== Segment start ==

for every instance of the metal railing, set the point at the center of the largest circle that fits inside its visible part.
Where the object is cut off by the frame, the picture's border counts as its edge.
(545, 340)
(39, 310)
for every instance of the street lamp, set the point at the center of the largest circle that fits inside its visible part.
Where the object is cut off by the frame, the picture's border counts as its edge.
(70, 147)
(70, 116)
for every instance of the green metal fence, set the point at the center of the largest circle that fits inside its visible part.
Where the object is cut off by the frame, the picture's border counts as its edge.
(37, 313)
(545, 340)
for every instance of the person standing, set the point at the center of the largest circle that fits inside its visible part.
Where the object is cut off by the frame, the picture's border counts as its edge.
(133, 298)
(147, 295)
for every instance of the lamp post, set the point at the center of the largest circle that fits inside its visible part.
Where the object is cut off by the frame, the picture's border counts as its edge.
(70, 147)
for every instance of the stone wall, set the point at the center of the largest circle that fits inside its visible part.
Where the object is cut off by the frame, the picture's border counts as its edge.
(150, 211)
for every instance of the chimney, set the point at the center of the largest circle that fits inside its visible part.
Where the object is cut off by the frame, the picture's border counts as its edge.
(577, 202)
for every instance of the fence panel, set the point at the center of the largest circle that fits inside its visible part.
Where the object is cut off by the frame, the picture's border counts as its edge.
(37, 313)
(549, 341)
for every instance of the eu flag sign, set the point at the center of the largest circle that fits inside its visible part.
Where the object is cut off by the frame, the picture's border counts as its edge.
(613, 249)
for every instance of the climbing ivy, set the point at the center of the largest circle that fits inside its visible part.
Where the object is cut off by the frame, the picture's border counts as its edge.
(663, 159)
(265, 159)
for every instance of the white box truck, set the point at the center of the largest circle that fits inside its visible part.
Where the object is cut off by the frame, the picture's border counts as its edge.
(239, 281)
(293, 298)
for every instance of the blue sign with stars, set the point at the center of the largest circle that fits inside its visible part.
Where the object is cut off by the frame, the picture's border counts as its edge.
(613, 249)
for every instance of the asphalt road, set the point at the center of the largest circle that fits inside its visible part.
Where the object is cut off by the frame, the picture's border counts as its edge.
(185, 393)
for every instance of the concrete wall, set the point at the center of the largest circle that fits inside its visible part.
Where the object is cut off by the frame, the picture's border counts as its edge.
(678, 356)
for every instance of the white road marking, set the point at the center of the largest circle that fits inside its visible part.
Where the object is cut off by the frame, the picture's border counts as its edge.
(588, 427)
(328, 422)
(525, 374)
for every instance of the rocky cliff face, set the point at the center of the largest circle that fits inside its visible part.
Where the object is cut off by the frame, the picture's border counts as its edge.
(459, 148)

== Segment end ==

> **EXERCISE DESCRIPTION**: Return the records exactly, every line included.

> **EXERCISE SOLUTION**:
for every instance of the metal railing, set the point at the center of the largest circle that fits inside its visible part.
Where the object is cut off by the frame, the picture's border counts as its edge.
(545, 340)
(39, 310)
for every instance of the street lamp, set the point at the center of the largest circle that fits inside its visible part.
Where the object is cut off by the frame, the picture's border counts as its edge.
(70, 147)
(70, 116)
for every instance of the green metal fence, set the point at the center of the largest circle that fits inside its visible part.
Where the object is cut off by the frame, the picture's border counts as its edge.
(37, 313)
(545, 340)
for every instance of the person standing, set the point at the center of the largest circle that fits inside its visible part.
Where the object is cut off by the frame, the picture's border counts as its edge.
(133, 298)
(147, 295)
for every instance of the lamp post, set the point at the center of the largest circle that fits inside its visible part.
Where the object is cut off by the frame, the picture's border counts as its edge.
(70, 147)
for every instance of the stone wall, set the point at the center of the largest circle that fits inside its visible part.
Where the object is cut off by the frame, the picture's border counts as its edge.
(150, 211)
for every instance of the chimney, set the point at the center of the largest circle that fits inside its visible part.
Where the object is cut off by the frame, the picture's border counts as its edge.
(577, 202)
for every instance of the fence panel, set the point at the center of the largest circle that fits inside its visible part.
Where the object is cut off by the frame, the picture's border counts as its edge.
(37, 313)
(549, 341)
for every instance of the eu flag sign, set the point at the center of the largest circle that fits inside its visible part.
Where the object is cut off by the frame, the picture's border counts as its edge.
(613, 249)
for every instance of the climbing ivy, set the point at the center of the largest circle that fits inside its visible part.
Where the object is cut off by the frame, the picture's border counts as its edge.
(663, 159)
(265, 159)
for every instance of the white box truck, set the point at the center of the largest circle that fits inside its visible part.
Where the object is cut off by the frame, the picture's border counts as its edge.
(239, 281)
(293, 298)
for every instance of the blue sign with stars, set the point at the center of the largest circle that fits inside its visible part.
Where the object is cut off by the frame, the picture's border counts as its edge.
(613, 249)
for every instance of the asphalt road, set the point at the center of the largest circle that fits inside its visible part.
Where the object is cut off by the frame, the picture's border counts as its edge.
(185, 393)
for every instance of the concrete wall, set the point at the center of the largest circle that fits inside its visible part.
Where the object is cut off by the frame, the picture's border counts as its edge.
(678, 356)
for every instance of the white road marking, set the point at the center of the largest circle that fits inside its visible part.
Where the object is cut off by the frame, the picture's border counts as its edge.
(588, 427)
(328, 422)
(525, 374)
for every instance of the rocky cliff face, set the point at the center of the largest circle that fits inside its visible part.
Where the object is cut off by the frame, the picture's border counts as its edge.
(459, 148)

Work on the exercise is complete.